■ Selected text
>>>

Multiple scattering (MS) theory is widely used to calculate physical properties of solids, ranging from electronic structure to optical and X-ray response. X-ray absorption spectroscopy (XAS) uses energy-dependent modulations of photoelectron scattering to probe excited states and thus is important for determining electronic and chemical information from X-ray spectra. XAS is usually divided into the extended X-ray absorption fine structure (EXAFS) with photoelectron energies above ~ 70 eV, and the X-ray absorption near edge structure (XANES) in the 0-70 eV range.
Theoretical calculations of photoelectron scattering are now an integral part of both EXAFS and XANES analysis. These theoretical calculations have grown in sophistication and complexity over the past twenty years. Fortunately computing power has increased dramatically (in accordance with Moore's law) during the same time period, and as a result EXAFS calculations are now fast, accurate and easily executed on inexpensive desktop computers.
We parallelize the X-Ray Absorption code because XANES calculations are extremely time consuming for many materials. The photoelectron mean free path is large at the low photoelectron energies of the XANES region, so accurate XANES calculations require large atomic clusters and remain challenging on even the fastest single processor machines. Furthermore, the photoelectron scattering is strong for low energies, so that full multiple scattering calculations are required. These calculations require repeated inversions of large matrices which scale as the cube of the size of the atomic cluster. Fortunately, parallel processing using the message passing interface (MPI) standard, combined with modern Lanczos type MS algorithms, can speed real-space XANES and electronic structure calculations by about two orders of magnitude. In particular, FEFF, one of the most commonly used programs for XAS analysis (developed at the University of Washington) has been improved in this manner, leading to a parallel version, FeffMPI.
A series of similar MS calculations must be done at a large number (typically of order 100) of energy points to obtain a complete XANES spectrum. This number is determined by the natural energy resolution (due to lifetime broadening and inelastic losses) and the range of the XANES region (typically below 30 eV of threshold) for which full MS calculations are needed. Thus it is reasonable to consider doing these similar MS calculations in parallel. Since we aim to model the physical process of x-ray absorption, it is natural to exploit the intrinsic task parallelism (or physical parallelism) in this problem, namely that the x-ray absorption at a given x-ray energy is independent of the absorption at other energies, assuming they are separated by the inherent energy resolution (typically a fraction of an eV). Thus a natural way to parallelize the full spectral calculation is simply to distribute the energy points among an available set of processors. We can then assemble the results to obtain the full absorption spectrum.

<<<

■ Given problem
Please state the name of the parallel version of FEFF given in the passage on X-ray absorption calculations.

■ Records taken from a collection
>>>

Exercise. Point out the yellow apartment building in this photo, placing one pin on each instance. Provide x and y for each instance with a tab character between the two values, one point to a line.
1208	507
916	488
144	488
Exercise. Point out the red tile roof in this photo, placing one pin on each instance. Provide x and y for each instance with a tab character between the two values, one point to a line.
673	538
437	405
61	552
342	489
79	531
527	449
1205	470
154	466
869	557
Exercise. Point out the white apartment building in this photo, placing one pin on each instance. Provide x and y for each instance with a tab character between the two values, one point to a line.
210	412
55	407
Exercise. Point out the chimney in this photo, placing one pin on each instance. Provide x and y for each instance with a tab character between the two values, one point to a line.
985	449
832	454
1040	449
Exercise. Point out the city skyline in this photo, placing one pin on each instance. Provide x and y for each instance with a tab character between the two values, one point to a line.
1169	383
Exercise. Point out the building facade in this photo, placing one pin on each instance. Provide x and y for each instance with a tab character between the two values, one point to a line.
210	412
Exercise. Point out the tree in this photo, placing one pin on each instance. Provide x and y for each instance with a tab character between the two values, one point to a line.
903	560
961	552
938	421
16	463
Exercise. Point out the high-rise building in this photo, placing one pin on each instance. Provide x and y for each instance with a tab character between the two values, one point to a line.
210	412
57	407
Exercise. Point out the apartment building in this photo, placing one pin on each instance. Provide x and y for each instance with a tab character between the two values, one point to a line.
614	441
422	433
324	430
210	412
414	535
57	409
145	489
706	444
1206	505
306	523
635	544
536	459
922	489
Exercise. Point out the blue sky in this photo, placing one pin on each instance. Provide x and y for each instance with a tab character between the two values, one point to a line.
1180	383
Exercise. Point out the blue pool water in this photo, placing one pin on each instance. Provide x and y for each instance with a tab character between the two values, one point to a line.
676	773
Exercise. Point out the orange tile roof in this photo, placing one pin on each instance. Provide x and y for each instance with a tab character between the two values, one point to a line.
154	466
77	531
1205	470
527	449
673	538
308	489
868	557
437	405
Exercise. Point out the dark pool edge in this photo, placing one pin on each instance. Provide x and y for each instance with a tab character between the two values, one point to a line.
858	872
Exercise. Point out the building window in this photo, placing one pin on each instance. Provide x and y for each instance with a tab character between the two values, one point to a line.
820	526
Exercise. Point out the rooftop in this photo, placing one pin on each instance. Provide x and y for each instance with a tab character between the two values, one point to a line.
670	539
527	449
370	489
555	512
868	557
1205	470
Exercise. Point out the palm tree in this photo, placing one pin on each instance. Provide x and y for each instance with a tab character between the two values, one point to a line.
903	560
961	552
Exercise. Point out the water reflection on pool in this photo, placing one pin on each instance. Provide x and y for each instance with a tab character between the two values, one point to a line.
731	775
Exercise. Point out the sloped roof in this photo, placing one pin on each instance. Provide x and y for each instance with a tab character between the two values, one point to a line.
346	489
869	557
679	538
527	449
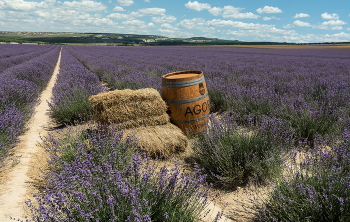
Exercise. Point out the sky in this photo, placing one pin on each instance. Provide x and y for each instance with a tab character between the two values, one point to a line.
297	21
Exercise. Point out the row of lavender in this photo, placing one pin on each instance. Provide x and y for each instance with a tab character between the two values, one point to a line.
74	85
95	177
20	86
278	92
288	96
14	55
309	88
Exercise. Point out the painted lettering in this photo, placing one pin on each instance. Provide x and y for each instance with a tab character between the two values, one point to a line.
198	109
188	110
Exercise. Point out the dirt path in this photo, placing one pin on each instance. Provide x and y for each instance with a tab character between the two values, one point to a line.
16	178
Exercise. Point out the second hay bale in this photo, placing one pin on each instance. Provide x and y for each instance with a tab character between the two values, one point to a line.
159	141
131	108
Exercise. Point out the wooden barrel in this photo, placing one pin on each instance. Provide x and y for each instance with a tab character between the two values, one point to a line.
186	95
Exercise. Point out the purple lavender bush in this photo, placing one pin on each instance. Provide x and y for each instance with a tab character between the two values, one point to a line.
318	191
95	177
12	56
20	86
302	86
74	85
233	156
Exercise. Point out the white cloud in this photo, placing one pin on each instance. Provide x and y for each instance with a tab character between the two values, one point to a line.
152	11
169	26
134	23
23	6
331	25
125	2
216	11
118	9
164	19
334	22
301	23
269	9
192	23
236	24
301	15
270	18
196	6
100	22
85	5
233	12
289	26
329	16
175	33
119	16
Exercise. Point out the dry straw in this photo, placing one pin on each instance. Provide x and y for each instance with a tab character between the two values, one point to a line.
141	114
131	108
159	141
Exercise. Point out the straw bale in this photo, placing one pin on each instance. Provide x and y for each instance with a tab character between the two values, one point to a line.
159	141
120	106
146	121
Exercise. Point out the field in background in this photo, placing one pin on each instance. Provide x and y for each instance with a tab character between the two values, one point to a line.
269	104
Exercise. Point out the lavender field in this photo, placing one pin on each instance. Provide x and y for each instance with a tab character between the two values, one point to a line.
24	73
268	105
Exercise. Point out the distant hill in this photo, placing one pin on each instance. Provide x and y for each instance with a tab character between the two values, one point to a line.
117	39
109	39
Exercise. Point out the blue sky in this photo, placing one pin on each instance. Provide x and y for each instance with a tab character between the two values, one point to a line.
245	20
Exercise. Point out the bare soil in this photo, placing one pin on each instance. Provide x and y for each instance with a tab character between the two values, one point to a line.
25	162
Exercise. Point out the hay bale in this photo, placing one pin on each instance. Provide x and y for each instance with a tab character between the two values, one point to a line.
147	121
143	107
159	141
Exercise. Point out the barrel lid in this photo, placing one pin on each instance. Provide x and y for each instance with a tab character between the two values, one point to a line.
182	74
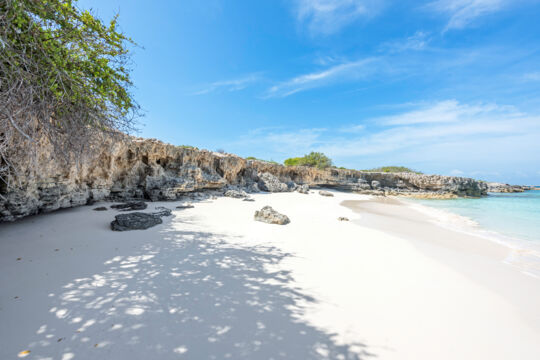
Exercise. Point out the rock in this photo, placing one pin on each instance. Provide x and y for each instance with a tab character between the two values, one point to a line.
270	183
162	211
375	184
326	193
188	206
125	168
237	194
270	216
135	221
505	188
130	206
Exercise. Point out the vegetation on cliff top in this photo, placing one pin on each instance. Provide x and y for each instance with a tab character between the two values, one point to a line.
392	169
64	79
313	159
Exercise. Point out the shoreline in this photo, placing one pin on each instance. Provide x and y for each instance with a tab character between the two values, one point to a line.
211	281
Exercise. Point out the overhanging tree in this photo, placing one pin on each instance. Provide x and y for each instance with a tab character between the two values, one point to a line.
64	79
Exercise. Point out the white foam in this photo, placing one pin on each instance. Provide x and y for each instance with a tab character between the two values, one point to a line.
523	254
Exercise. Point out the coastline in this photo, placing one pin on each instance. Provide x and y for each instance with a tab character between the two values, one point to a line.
210	281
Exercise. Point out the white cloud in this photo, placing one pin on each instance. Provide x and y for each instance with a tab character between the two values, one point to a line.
418	41
443	133
329	16
300	83
228	85
533	76
463	12
447	111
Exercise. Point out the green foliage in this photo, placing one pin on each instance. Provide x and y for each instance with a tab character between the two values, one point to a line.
392	169
76	58
313	159
256	159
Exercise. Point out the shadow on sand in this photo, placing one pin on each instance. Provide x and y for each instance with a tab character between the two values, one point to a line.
193	296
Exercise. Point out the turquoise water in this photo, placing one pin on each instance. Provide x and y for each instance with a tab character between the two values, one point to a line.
516	215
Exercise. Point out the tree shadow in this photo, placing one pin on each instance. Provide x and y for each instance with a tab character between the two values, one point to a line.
190	295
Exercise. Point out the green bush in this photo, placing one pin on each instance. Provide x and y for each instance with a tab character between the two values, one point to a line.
313	159
393	169
256	159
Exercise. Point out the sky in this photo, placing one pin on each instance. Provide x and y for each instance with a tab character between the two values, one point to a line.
450	87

<<<

■ Worked answer
FeffMPI